> _INPUT_:
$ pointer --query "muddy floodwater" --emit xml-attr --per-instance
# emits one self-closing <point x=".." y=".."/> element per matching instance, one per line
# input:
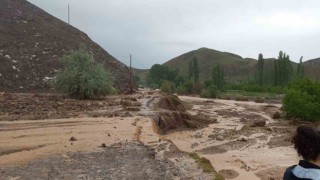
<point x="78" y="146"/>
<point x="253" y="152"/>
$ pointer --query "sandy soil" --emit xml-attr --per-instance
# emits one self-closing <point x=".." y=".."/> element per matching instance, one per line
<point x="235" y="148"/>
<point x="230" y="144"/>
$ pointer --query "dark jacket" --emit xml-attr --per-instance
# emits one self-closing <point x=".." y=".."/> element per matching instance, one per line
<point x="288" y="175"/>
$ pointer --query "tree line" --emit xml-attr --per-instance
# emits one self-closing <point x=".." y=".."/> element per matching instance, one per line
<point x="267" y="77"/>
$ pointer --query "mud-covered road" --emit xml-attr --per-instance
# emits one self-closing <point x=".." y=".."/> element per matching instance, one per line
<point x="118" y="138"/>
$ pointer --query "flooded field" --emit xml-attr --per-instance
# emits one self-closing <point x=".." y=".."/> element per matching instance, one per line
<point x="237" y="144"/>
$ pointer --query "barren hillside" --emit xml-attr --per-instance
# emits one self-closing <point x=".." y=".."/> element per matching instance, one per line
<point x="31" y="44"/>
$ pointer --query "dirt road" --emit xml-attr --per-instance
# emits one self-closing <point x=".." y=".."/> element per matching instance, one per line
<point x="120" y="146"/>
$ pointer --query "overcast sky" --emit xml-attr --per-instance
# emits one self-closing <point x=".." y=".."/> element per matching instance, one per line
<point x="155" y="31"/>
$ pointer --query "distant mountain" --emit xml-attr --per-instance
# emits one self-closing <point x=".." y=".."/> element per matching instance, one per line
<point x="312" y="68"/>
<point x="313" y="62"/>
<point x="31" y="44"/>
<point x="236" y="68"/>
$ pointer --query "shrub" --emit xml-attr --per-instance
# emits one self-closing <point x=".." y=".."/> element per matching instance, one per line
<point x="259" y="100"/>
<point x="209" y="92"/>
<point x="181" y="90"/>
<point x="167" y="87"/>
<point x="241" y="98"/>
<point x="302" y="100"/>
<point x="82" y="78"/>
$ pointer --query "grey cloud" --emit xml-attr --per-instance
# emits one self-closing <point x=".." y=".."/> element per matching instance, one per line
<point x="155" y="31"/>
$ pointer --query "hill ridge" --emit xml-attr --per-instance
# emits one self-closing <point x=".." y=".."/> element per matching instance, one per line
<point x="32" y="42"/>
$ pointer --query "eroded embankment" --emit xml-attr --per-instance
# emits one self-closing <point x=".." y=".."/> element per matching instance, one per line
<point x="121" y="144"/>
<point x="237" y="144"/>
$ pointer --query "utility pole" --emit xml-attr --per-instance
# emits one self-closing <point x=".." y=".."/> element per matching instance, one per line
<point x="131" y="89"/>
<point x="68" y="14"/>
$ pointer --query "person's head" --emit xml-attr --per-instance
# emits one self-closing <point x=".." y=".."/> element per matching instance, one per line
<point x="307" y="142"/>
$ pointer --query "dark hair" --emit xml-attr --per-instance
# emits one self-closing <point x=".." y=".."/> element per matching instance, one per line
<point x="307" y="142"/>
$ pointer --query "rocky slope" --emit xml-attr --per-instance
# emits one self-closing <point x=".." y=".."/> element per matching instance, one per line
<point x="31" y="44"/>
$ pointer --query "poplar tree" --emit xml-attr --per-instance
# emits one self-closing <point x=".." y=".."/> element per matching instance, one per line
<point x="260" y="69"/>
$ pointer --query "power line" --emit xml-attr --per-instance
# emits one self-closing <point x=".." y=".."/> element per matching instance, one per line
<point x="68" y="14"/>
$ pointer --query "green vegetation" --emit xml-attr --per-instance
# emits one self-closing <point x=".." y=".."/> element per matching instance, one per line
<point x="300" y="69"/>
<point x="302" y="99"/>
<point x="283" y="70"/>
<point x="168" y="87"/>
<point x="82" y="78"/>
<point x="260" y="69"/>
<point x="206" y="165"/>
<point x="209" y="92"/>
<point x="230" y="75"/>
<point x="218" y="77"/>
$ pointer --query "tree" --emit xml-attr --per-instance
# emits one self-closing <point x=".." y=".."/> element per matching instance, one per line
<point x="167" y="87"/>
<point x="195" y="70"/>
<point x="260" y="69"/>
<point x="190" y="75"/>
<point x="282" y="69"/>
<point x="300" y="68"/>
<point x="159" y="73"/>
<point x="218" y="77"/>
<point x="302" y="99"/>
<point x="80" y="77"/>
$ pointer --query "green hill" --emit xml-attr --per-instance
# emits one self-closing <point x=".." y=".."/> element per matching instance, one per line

> _AIM_: Reproduce each entry precisely, dropping only the pictures.

> _OUTPUT OF THE TASK_:
$ pointer --query "muddy floodwater" --emit xml-attr --per-instance
# emits one self-closing <point x=".." y=".."/> element per matching instance, one per line
# input:
<point x="78" y="146"/>
<point x="253" y="152"/>
$ pointer --query "sandy soil" --emit xml-attr --per-instance
# emits one self-closing <point x=".." y=".."/> element per matching instance, one per line
<point x="235" y="148"/>
<point x="230" y="144"/>
$ pointer --query "dark jacket" --emit xml-attr --per-instance
# emits one self-closing <point x=".." y=".."/> element per matching instance, one per line
<point x="288" y="175"/>
$ pointer --query "tree line" --emit xml-attr --per-instance
# emits one self-closing <point x=".." y=".."/> element per matching instance, one per line
<point x="267" y="77"/>
$ pointer --query "mud-covered road" --emit xml-attr --per-instance
# emits one self-closing <point x=".." y=".."/> element per matching instance, one per line
<point x="118" y="138"/>
$ pointer --query "flooded field" --emit xml-attr --per-instance
# emits one self-closing <point x=".." y=".."/> element per matching instance, one per line
<point x="237" y="144"/>
$ pointer --query "barren hillside" --emit xml-attr --per-instance
# emits one self-closing <point x=".." y=".."/> element per matching instance, one per line
<point x="31" y="44"/>
$ pointer --query "dirt road" --emit xml-attr --per-instance
# emits one self-closing <point x=".." y=".."/> element per matching instance, one per line
<point x="120" y="146"/>
$ pointer --query "overcast sky" --emit xml-attr --per-instance
# emits one self-closing <point x=".." y=".."/> element per matching instance, one per line
<point x="155" y="31"/>
$ pointer --query "distant mountain" --emit xml-attr --per-instance
# emits one self-closing <point x=".." y=".."/> element per matching instance, one per line
<point x="312" y="68"/>
<point x="313" y="62"/>
<point x="31" y="44"/>
<point x="236" y="68"/>
$ pointer --query "shrub" --emit xml-attr --per-instance
# emits one self-closing <point x=".." y=".."/> element per matching instance, one per line
<point x="259" y="100"/>
<point x="209" y="92"/>
<point x="181" y="90"/>
<point x="167" y="87"/>
<point x="241" y="98"/>
<point x="302" y="100"/>
<point x="82" y="78"/>
$ pointer --query "grey cloud" --emit xml-attr --per-instance
# emits one self-closing <point x=".." y=".."/> element per matching instance, one per line
<point x="155" y="31"/>
$ pointer --query "hill ridge" --emit xml-attr --per-instance
# emits one self-closing <point x=".." y=".."/> element per matching instance, one per line
<point x="32" y="42"/>
$ pointer --query "eroded embankment" --emit xml-attr --per-instance
# emits one self-closing <point x=".." y=".."/> element per matching instance, one per line
<point x="121" y="144"/>
<point x="237" y="144"/>
$ pointer --query "utility pole" --emit xml-attr --per-instance
# emits one self-closing <point x=".." y=".."/> element per matching instance, one per line
<point x="131" y="89"/>
<point x="68" y="14"/>
$ pointer --query "person's head" --emit xml-attr --per-instance
# emits one self-closing <point x=".." y=".."/> element per matching instance, one per line
<point x="307" y="142"/>
$ pointer --query "dark hair" --emit xml-attr --per-instance
# emits one self-closing <point x=".." y=".."/> element per matching instance, one per line
<point x="307" y="142"/>
$ pointer --query "rocky slope" --emit xml-attr --per-instance
# emits one self-closing <point x=".." y=".."/> element per matching instance, one per line
<point x="31" y="44"/>
$ pointer --query "poplar tree" --emit xml-attr --per-instance
# emits one self-closing <point x=".." y=".."/> element per matching instance, one per line
<point x="260" y="69"/>
$ pointer --query "power line" --emit xml-attr --per-instance
# emits one self-closing <point x=".." y=".."/> element per matching instance, one per line
<point x="68" y="14"/>
$ pointer --query "green vegetation" --emit xml-attr --per-instance
# emits one self-closing <point x=".." y=".."/> element per matching instance, one per line
<point x="300" y="69"/>
<point x="302" y="99"/>
<point x="283" y="70"/>
<point x="168" y="87"/>
<point x="82" y="78"/>
<point x="260" y="69"/>
<point x="206" y="165"/>
<point x="209" y="92"/>
<point x="230" y="75"/>
<point x="218" y="77"/>
$ pointer --query "tree" --emit xml-attr --per-instance
# emits one self-closing <point x=".." y=".."/> element per matching instance, one per line
<point x="167" y="87"/>
<point x="195" y="70"/>
<point x="260" y="69"/>
<point x="190" y="75"/>
<point x="282" y="69"/>
<point x="300" y="68"/>
<point x="159" y="73"/>
<point x="218" y="77"/>
<point x="302" y="99"/>
<point x="80" y="77"/>
$ pointer --query "green hill" --emit xml-attr --per-instance
# emits one self-closing <point x=".." y=".."/> element per matching instance, one per line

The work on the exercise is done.